→ **Exercise instructions**:
Show every line of the data where the word "drawing" can be found.

:: Supplied records

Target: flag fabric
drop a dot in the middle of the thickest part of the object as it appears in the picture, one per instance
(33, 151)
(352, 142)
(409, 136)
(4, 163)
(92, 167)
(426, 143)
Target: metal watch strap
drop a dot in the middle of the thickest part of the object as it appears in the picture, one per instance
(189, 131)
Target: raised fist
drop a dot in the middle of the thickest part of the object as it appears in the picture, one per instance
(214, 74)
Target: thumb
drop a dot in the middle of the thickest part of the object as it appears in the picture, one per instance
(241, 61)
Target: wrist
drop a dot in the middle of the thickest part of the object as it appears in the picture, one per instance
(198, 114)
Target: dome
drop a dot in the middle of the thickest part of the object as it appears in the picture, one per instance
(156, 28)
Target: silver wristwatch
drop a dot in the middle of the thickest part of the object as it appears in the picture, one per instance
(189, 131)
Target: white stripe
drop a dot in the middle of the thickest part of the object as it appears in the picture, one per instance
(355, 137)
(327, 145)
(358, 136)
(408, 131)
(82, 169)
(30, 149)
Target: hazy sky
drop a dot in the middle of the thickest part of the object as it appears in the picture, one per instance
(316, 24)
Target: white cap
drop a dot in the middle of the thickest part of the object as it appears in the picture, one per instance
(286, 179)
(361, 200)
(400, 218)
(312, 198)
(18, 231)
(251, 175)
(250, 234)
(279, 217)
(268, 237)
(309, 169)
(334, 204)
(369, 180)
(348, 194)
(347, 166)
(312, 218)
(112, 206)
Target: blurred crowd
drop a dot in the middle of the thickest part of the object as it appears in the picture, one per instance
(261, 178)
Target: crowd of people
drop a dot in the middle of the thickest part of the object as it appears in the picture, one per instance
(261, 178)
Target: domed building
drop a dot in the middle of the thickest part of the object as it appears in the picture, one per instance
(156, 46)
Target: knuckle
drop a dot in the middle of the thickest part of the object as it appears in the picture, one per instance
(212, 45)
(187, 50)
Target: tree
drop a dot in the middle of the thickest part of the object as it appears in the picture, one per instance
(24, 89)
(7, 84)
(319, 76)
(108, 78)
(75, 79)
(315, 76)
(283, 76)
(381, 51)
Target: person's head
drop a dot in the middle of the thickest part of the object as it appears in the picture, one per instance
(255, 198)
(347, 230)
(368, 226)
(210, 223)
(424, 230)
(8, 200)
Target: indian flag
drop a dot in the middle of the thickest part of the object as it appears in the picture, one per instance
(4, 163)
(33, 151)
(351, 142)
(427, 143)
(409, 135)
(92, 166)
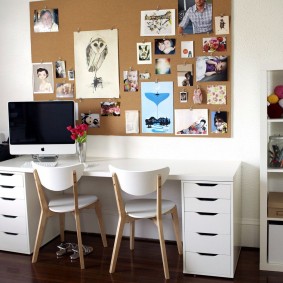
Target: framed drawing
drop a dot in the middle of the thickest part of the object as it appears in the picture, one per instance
(96, 64)
(157, 107)
(157, 22)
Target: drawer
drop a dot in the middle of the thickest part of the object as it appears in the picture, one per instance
(207, 205)
(11, 206)
(207, 243)
(13, 224)
(14, 242)
(207, 264)
(11, 179)
(218, 223)
(206, 190)
(12, 192)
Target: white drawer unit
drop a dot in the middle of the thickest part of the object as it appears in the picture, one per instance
(211, 230)
(19, 213)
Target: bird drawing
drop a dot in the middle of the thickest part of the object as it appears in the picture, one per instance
(96, 51)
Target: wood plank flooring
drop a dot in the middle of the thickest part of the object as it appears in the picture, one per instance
(144, 265)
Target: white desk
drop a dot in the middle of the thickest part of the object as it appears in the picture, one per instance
(211, 208)
(179, 169)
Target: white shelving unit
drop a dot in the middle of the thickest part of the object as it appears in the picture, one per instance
(271, 179)
(211, 230)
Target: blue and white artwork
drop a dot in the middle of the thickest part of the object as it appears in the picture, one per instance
(157, 107)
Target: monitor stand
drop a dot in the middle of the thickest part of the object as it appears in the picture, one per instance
(45, 158)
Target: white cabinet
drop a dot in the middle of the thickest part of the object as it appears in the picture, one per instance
(211, 231)
(19, 213)
(271, 179)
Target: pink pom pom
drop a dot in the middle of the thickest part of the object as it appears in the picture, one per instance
(279, 91)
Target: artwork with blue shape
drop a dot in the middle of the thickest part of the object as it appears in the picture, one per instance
(157, 107)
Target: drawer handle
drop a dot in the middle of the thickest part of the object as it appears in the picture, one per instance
(12, 199)
(207, 213)
(206, 185)
(207, 234)
(6, 174)
(13, 234)
(9, 216)
(7, 187)
(205, 254)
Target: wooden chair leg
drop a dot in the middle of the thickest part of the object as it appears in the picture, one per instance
(98, 212)
(39, 235)
(132, 235)
(116, 247)
(176, 227)
(79, 237)
(62, 226)
(163, 248)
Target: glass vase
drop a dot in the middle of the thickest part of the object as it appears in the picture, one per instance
(81, 150)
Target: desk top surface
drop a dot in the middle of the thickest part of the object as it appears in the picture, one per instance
(210, 170)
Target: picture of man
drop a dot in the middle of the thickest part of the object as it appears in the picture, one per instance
(199, 16)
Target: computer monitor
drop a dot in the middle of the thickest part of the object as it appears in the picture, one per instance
(39, 128)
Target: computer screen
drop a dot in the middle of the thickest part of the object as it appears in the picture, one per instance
(40, 127)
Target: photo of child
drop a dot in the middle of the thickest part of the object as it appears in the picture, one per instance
(43, 78)
(211, 68)
(165, 46)
(92, 120)
(219, 124)
(185, 75)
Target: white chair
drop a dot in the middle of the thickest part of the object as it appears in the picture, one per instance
(141, 183)
(60, 179)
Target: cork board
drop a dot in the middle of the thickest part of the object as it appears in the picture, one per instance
(89, 15)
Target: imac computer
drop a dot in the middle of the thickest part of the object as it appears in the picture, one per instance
(39, 128)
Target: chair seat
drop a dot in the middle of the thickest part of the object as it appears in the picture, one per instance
(146, 208)
(65, 203)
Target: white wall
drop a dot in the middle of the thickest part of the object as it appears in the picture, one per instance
(257, 43)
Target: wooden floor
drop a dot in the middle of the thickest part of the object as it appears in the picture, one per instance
(143, 265)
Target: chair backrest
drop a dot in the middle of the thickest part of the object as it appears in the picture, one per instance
(58, 178)
(139, 183)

::::

→ **Final answer**:
Target: framed drawing
Target: bird drawing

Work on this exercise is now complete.